SHORT PROBLEM:
Convert every line of the material below into a Markdown table with the columns No. and Text, numbering each row and omitting blank lines.
☆ ☆ ☆ ☆
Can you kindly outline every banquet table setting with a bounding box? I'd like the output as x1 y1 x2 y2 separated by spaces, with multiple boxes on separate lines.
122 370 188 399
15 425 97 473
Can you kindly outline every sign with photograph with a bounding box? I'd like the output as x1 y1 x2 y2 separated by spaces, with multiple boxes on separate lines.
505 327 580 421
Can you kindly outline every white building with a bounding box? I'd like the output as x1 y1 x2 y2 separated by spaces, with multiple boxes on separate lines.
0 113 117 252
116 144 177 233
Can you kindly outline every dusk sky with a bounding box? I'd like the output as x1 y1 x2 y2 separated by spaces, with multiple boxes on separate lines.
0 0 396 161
☆ ☆ ☆ ☆
THE COMPLETED TASK:
| No. | Text |
|---|---|
| 1 | Can you kindly outline every banquet table setting with a bounding box? I'd like the output as x1 y1 x2 y2 separated by spaces, with multiple boxes on separate lines. |
| 2 | 122 370 188 399 |
| 3 | 15 425 97 473 |
| 4 | Can you kindly outline every sign with photograph with a bounding box? I'd like the output as x1 y1 x2 y2 separated by spaces, with multiple boxes on separate lines. |
| 5 | 505 327 580 421 |
| 6 | Can you kindly outline every white building with a bounding box? I'd like the output as x1 y1 x2 y2 separated by spaces, with multiple boxes on separate lines. |
| 7 | 0 113 117 252 |
| 8 | 116 144 177 233 |
| 9 | Can you kindly outline every dusk sky with a bounding box? I'd like the output as x1 y1 x2 y2 separated by spaces, with multiple boxes on separate lines. |
| 10 | 0 0 396 161 |